- _What you will do_
1) In the Nulldust Pouch passage, which Heroic action should you use on the turn you pop the Pouch?
2) Echo the Nulldust Pouch passage word for word, from "Alternative Paths" to "against buffing spells.".

The implication here is that Pouch is great on its own, but far better when combined with an Unbind or three:

  • For high-volume magic armies, Pouch will outright stop some casts right in their tracks (just by doing what it does at face value).
  • For the spells it doesn’t stop, you will usually be primed to selectively Unbind with your PMDs (which they themselves can’t risk using).

So you really are in great shape whichever way you look at it – to stem the flow of volume casting, as well as pinch-hitting individual key spells.  You’ll want to use the Heroic Willpower action on the turn you pop the Pouch, and potentially bring in other sources of Unbinds too – more on this to come.

Alternative Paths

Now, while the one climactic megacast is one aspect we will see, it’s not the only aspect to magic vs anti-magic that we need to prepare for.  You’ve also got to consider whether your general anti-magic will work at all:

  • Null Myriad or Stormdrake players might be patting themselves on the back and thinking “none of this will apply to me” because they can just shrug the likes of Blizzard.  That’s going to blow up in their face big time when they get rinsed by Zombies with Hoarfrost.  Spell ignores are dope, but only for the aggressive half of the magic minigame: they won’t do shit against buffing spells.
  • On the subject of buffing spells, those jacked up super-Unbinds or even Knight Incantors are great for defusing a Mortal Wound bomb that’s right up in your business, but they won’t help you much against spells that are out of Unbind range.  I like having redundancy on Hand of Gork in my lists for example, so I can backboard one cheeky boi and cast the most important spell from way out back. 

There’s always an exception – and it’s usually gifted to an Order army that’s popular with playtesters – so Seraphon can of course intervene with boardwide Unbinds.  But in most hero phases, I’ve seen some people coming out with sweeping statements about shutting shit down that just won’t stand up in practice.  The magic vs anti-magic battle will have multiple subplots, and you need nuance here.

And that’s where Nulldust Pouch is so bloody powerful:

  • It’s Boardwide.  Flogs like me who are used to comfortably casting their crutch spells from out of Unbind range are suddenly (and emphatically) in danger.
  • It gives zero fucks for your stacked bonuses.  Seraphon stacking PMDs to the moon are still capable of being reeled in – in fact the more PMDs they use, the more likely they are to fuck themselves (as illustrated above).

In short, Pouch often works where Unbinds or spell shrugs don’t.  It won’t stop every spell in its tracks, but the boardwide factor matters greatly, and it’ll stop a lot.

Is stopping a lot for one Hero Phase enough?  Maybe.  You can only expect so much from one artefact, but dedicated magic armies are usually on a timer.  Their win condition is blasting chunks out of your most valuable units before you reach them and kick the shit out of them – or, in the case of Sons, run up an insurmountable lead on the Primary objectives.  Getting one whole extra round to do your thing before they deplete your army past the tipping point can be huge. 

For Sons specifically, if you can dominate Primaries for three rounds you usually win; and Pouch can get you a 1-0 headstart in that race to 3.  Massive.

Credit: Brad B

Which armies does it help you against?

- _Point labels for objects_
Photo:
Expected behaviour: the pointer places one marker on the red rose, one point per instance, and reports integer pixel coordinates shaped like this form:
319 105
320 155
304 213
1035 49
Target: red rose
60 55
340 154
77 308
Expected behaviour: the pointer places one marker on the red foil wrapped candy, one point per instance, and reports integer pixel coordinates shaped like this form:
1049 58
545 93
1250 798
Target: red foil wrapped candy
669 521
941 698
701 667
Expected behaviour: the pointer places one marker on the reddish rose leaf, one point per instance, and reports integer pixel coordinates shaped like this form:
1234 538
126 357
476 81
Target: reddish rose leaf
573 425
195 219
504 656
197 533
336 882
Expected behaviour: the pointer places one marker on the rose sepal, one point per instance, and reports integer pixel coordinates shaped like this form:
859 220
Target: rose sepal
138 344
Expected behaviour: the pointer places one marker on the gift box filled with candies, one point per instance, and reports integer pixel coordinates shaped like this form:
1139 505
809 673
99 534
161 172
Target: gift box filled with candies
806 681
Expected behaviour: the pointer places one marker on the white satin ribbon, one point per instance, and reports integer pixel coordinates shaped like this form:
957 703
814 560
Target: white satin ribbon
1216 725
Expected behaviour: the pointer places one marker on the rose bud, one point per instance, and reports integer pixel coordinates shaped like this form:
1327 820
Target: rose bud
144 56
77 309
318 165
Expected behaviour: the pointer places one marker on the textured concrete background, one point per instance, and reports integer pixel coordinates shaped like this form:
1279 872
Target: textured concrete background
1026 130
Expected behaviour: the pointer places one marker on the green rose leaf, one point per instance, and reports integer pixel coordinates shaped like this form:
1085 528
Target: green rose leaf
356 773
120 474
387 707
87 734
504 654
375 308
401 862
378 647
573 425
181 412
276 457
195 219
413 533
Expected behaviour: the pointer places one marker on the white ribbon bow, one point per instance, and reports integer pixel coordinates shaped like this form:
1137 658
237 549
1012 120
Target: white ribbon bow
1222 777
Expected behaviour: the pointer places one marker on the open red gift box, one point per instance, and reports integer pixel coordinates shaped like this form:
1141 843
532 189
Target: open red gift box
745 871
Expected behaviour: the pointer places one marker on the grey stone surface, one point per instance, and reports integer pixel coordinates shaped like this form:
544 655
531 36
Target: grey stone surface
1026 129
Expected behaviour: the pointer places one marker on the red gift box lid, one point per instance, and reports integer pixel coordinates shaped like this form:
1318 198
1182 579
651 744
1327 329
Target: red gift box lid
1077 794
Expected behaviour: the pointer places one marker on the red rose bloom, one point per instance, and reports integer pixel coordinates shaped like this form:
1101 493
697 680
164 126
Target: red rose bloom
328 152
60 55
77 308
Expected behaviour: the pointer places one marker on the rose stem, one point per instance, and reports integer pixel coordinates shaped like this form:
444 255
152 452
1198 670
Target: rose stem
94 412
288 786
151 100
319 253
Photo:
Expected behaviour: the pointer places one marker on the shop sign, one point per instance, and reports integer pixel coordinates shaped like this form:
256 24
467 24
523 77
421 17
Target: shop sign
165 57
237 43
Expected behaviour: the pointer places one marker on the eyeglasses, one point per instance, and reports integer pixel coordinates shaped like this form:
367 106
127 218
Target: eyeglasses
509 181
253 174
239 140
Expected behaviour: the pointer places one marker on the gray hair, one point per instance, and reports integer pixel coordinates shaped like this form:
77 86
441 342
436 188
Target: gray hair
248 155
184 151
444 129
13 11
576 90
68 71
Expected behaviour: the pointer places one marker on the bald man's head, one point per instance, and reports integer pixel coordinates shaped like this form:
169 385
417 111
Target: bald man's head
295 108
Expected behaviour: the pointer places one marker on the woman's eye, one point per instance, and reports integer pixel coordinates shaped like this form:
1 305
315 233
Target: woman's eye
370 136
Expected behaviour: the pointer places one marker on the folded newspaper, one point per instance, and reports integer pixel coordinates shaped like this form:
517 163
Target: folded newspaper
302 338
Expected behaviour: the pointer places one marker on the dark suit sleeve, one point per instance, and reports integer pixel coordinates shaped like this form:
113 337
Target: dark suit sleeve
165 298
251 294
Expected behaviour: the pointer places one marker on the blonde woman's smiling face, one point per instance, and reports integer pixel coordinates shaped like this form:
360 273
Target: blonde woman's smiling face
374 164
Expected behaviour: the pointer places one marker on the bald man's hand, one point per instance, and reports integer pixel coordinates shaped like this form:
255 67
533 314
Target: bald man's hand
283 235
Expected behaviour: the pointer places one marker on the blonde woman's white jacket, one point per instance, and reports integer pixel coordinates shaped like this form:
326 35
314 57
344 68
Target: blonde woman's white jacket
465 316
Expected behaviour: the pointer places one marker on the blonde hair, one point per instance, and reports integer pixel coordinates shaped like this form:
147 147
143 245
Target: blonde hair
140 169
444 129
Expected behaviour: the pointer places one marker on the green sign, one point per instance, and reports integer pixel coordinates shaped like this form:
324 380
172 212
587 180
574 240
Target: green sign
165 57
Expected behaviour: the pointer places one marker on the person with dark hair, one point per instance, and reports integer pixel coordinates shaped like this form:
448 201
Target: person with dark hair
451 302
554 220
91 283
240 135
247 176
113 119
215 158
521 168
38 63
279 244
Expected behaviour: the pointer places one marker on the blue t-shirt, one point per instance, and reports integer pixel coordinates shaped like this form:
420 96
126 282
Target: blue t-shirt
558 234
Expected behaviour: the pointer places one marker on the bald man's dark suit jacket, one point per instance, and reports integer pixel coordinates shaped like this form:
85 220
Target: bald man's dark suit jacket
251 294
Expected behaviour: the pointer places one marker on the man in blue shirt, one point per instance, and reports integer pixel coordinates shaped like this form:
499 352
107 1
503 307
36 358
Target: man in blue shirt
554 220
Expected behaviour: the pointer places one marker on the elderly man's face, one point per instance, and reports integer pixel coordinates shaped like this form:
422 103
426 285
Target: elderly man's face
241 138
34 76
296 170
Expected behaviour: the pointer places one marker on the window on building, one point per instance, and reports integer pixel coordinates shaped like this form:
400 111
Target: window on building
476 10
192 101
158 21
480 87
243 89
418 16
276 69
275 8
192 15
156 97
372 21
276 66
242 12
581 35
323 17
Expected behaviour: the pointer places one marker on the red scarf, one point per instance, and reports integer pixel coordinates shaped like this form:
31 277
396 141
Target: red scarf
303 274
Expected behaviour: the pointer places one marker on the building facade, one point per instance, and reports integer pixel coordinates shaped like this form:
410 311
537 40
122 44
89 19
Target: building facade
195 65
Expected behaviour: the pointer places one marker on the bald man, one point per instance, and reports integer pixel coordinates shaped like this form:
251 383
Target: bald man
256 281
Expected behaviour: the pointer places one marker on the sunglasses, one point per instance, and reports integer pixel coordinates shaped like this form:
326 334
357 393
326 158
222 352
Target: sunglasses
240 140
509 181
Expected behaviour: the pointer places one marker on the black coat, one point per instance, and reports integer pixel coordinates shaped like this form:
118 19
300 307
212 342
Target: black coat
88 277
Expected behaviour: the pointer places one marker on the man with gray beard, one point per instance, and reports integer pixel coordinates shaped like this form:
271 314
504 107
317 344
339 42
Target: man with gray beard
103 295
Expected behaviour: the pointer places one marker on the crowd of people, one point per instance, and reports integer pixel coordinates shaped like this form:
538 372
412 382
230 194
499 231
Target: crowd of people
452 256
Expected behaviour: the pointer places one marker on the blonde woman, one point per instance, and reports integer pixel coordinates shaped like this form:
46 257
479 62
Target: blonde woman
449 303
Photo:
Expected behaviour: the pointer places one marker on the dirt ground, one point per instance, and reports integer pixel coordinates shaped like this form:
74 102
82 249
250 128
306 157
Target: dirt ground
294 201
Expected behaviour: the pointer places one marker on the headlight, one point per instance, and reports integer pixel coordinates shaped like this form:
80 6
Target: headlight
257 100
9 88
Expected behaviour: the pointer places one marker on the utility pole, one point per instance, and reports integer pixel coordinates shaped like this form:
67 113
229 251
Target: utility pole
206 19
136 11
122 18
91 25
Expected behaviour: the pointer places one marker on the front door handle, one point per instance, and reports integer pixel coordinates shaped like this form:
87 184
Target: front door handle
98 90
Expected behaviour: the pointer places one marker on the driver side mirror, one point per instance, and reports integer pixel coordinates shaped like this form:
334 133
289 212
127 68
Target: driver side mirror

- _Task-by-task solutions_
1) Heroic Willpower.

2)
Alternative Paths

Now, while the one climactic megacast is one aspect we will see, it’s not the only aspect to magic vs anti-magic that we need to prepare for.  You’ve also got to consider whether your general anti-magic will work at all:

  • Null Myriad or Stormdrake players might be patting themselves on the back and thinking “none of this will apply to me” because they can just shrug the likes of Blizzard.  That’s going to blow up in their face big time when they get rinsed by Zombies with Hoarfrost.  Spell ignores are dope, but only for the aggressive half of the magic minigame: they won’t do shit against buffing spells.